### Directions for this task
Reproduce the records below in full and word for word, excluding pictures.
==== Data in this exercise ====
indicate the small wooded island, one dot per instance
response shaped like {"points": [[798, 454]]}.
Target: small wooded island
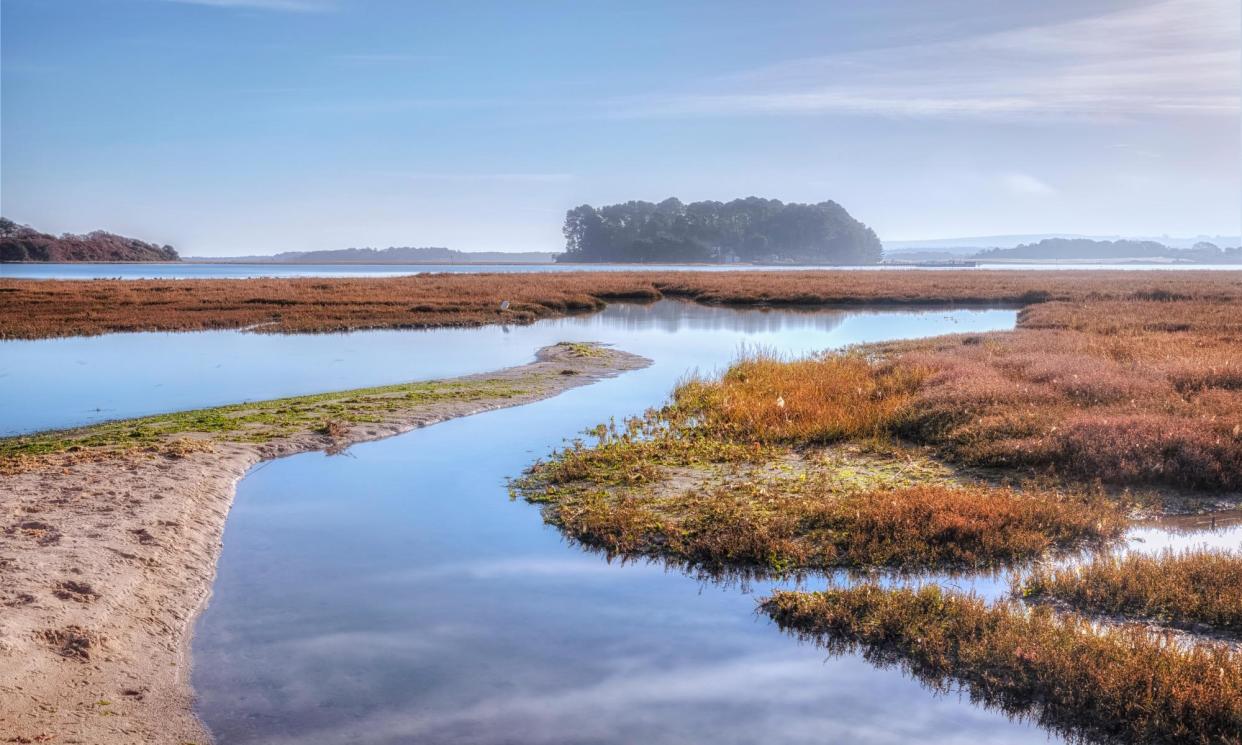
{"points": [[744, 230], [21, 242]]}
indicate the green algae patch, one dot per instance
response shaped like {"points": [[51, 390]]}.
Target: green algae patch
{"points": [[255, 422]]}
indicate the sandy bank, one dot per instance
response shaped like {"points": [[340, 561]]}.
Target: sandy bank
{"points": [[107, 555]]}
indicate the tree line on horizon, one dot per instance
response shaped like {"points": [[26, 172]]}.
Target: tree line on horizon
{"points": [[21, 242], [744, 230], [1087, 248]]}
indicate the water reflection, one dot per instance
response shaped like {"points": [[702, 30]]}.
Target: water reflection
{"points": [[400, 596], [62, 383], [222, 271]]}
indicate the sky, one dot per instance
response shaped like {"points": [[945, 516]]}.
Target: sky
{"points": [[235, 127]]}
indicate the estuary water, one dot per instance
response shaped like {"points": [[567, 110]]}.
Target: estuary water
{"points": [[63, 383], [395, 594], [240, 271]]}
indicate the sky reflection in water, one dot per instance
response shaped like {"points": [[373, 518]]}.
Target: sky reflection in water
{"points": [[395, 594]]}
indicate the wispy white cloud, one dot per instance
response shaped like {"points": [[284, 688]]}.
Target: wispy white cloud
{"points": [[1026, 185], [1171, 57]]}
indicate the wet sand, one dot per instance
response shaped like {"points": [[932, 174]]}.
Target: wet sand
{"points": [[104, 564]]}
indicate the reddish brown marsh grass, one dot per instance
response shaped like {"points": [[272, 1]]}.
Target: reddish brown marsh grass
{"points": [[1115, 683], [36, 309], [806, 401], [1091, 392], [1185, 589], [789, 525]]}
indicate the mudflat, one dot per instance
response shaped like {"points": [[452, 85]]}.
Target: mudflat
{"points": [[109, 538]]}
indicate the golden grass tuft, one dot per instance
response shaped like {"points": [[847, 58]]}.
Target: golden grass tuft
{"points": [[806, 401], [1180, 589], [1120, 683]]}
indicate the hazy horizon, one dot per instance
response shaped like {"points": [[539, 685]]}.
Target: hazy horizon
{"points": [[253, 127]]}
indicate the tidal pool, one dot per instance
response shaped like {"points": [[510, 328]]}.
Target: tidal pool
{"points": [[396, 595]]}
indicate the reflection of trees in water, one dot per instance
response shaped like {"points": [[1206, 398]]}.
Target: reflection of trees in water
{"points": [[675, 316]]}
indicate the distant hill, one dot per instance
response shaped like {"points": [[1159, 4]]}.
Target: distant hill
{"points": [[1089, 250], [744, 230], [974, 243], [394, 255], [21, 242]]}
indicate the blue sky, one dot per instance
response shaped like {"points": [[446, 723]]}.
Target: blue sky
{"points": [[230, 127]]}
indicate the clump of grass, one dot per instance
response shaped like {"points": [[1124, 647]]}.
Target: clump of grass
{"points": [[36, 309], [1138, 392], [780, 528], [178, 435], [1181, 589], [663, 489], [1117, 682], [802, 401]]}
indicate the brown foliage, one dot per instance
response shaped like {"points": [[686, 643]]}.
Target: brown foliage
{"points": [[56, 308], [1128, 392], [1184, 589], [1118, 683]]}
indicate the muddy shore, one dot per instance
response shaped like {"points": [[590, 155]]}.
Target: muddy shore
====
### Answer to this problem
indicate the small wooded island, one dot per instance
response shaped like {"points": [[798, 454]]}.
Target: small wooded island
{"points": [[744, 230], [21, 242]]}
indicate the green algae patch, one dot per instance
response shaped like {"points": [[51, 390]]}.
Target: green algae patch
{"points": [[255, 422]]}
indicate the sandy bank, one dot per instance
response shaped like {"points": [[340, 561]]}.
Target: sandy bank
{"points": [[107, 555]]}
indicate the tree line on horizon, one dot per instance
response shaped like {"points": [[26, 172]]}.
Target: tree line on horizon
{"points": [[21, 242], [744, 230], [1087, 248]]}
indicate the water reflection, one dot per instance
response shaped like {"points": [[702, 30]]}.
Target: water reflection
{"points": [[400, 596], [62, 383], [222, 271]]}
indicate the sky, one dot per instance
response shaped like {"points": [[945, 516]]}.
Target: sky
{"points": [[235, 127]]}
indicate the estuary water, one dot per instance
response shaped like {"points": [[567, 110]]}.
Target: estuary water
{"points": [[63, 383], [395, 594], [240, 271]]}
indicate the sky reflection in water, one dot per instance
response shaped like {"points": [[373, 518]]}.
Target: sky reflection in water
{"points": [[395, 594]]}
indicate the wispy white cloud, one dot per instance
response shaped like {"points": [[284, 688]]}.
Target: wispy white cloud
{"points": [[1026, 185], [1171, 57]]}
indicate the wet sand, one dot per instance
response shaped like {"points": [[932, 174]]}.
Target: wet sand
{"points": [[104, 564]]}
indicate the reddish brown marsh grass, one dot per instance
response shaped like {"points": [[272, 1]]}.
Target: reddish brown marsh grass
{"points": [[1115, 683], [36, 309], [806, 401], [1091, 392], [1185, 589], [789, 525]]}
indicate the mudflat, one dot per instance
response shaped like {"points": [[452, 85]]}.
Target: mudflat
{"points": [[109, 538]]}
indicate the golden grass tuft, one dot per instance
response shaped like {"points": [[847, 58]]}.
Target: golden grass tuft
{"points": [[806, 401], [1180, 589], [1120, 683]]}
indicate the hazy horizon, one dot per instance
response shaped like {"points": [[539, 685]]}.
Target: hazy horizon
{"points": [[253, 127]]}
indicate the tidal pool, one dot per instance
response shaped like {"points": [[510, 328]]}.
Target: tidal pool
{"points": [[396, 595]]}
indicate the reflection of trees in water, one dot per instance
response shaped like {"points": [[1206, 398]]}.
Target: reflection of trees in water
{"points": [[675, 316]]}
indicate the distant hill, one dot per instance
response shaped like {"points": [[1159, 4]]}.
Target: distant hill
{"points": [[1089, 250], [744, 230], [974, 243], [394, 255], [21, 242]]}
indicate the blue sky, one dot per instance
response shaped like {"points": [[446, 723]]}.
Target: blue sky
{"points": [[230, 127]]}
indicate the clump of grass, one dot per instance
response shaped like {"points": [[1124, 647]]}.
Target: clump of grass
{"points": [[36, 309], [1138, 392], [780, 528], [178, 435], [1181, 589], [663, 489], [1117, 682], [802, 401]]}
indicate the brown foliage, one dot per instance
response shaped like {"points": [[686, 643]]}.
Target: brown foliage
{"points": [[56, 308], [1128, 392], [1184, 589], [1118, 683]]}
indicate the muddy shore, one dot per instance
response shaped like {"points": [[590, 155]]}.
Target: muddy shore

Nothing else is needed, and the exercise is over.